Rembrandt. por el contrario, lleno de violencia y desasosiego, enfrenta el tiempo presente, la luz del momento. Es a ésta a la que inmoviliza, y así, exento de melancólicos recuerdos, se adentra en la acción de la luz en el caos. Su averiguación es arriesgada, y en "La Ronda" acciona y promueve una energía que hace a la materia transformarse, cediendo las sombras ante su avance. El secreto de la vida se cierne sobre esta pintura magistral y sus personajes, sustentados por aquello que la otorga y la quita, la energía y la muerte, no caen en el desgaste al refugiarse en ademanes inmóviles donde la síntesis, la economía de medios, la exactitud y amabilidad de las formas, la composición perfecta, vuelven a esta experiencia de vida en indiscutible obra de arte. Digo "la amabilidad de las formas”, ya que este cuadro podría caer por ello en lo anecdótico, en lo Ilustrativo, fenómeno que suele sucederle a toda obra maestra por no distorsionar y alejarse de la armonía, de lo natural, como ha ocurrido con el expresionismo irrespetuoso, gratuitamente agresivo de los últimos tiempos.

→ **Tareas del ejercicio**:
1) Responde según el texto sobre Rembrandt:
(a) ¿Qué enfrenta Rembrandt?
(b) En "La Ronda", ¿qué cede ante el avance de la energía?
(c) ¿En qué podría caer el cuadro por "la amabilidad de las formas"?
2) Retoma el texto sobre Rembrandt y continúalo a partir de su última oración.
Los registros no guardan relación con el texto sobre Rembrandt.

→ **Registros mostrados**:
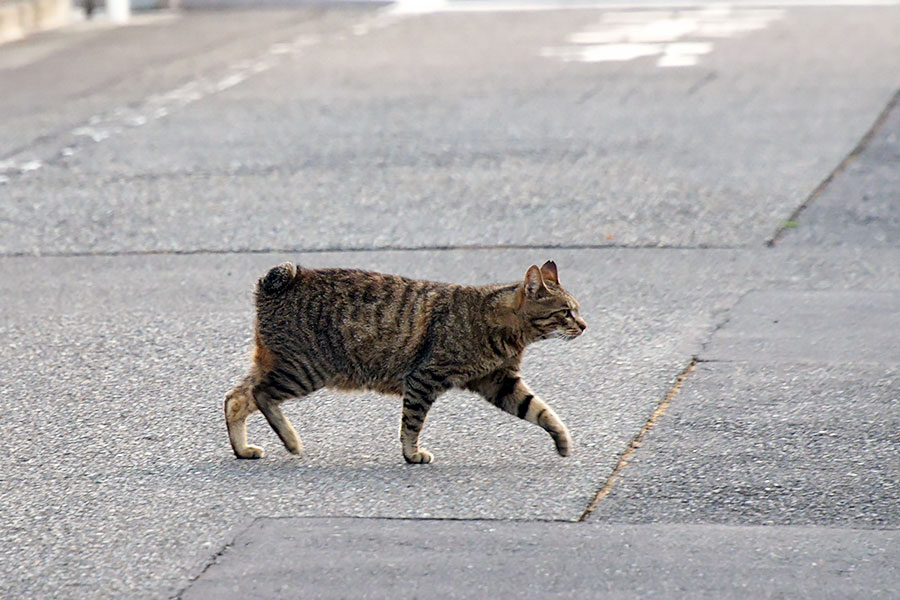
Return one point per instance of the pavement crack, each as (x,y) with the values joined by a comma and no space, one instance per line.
(349,249)
(638,440)
(237,533)
(863,143)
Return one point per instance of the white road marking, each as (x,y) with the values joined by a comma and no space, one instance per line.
(436,6)
(620,36)
(104,126)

→ **Respuestas**:
1)
(a) El tiempo presente, la luz del momento.
(b) Las sombras.
(c) En lo anecdótico, en lo ilustrativo.

2)
Cuanto artista menor que hoy se refugia en técnicas forzadas y busca ir más allá de los modelos de la creación, debiera meditar cuidadosamente en la lección, por ahora interrumpida, de algunos grandes maestros del siglo de Rembrandt, como Velázquez, Caravaggio, Poussin, Rubens, Bernini y otros. La madurez del barroco no ha sido aprovechada. Abiertos están los caminos del realismo de Velázquez y del claroscuro de Rembrandt, como tantos más.

Al comienzo intentaba explicar la actitud que había tenido un visitante frente a este cuadro y la agresión de que fue objeto la obra. No se justifica de ninguna manera un arrebato semejante. Pero creo, en todo caso, que la indiferencia o la falsa interpretación de una pintura es casi peor.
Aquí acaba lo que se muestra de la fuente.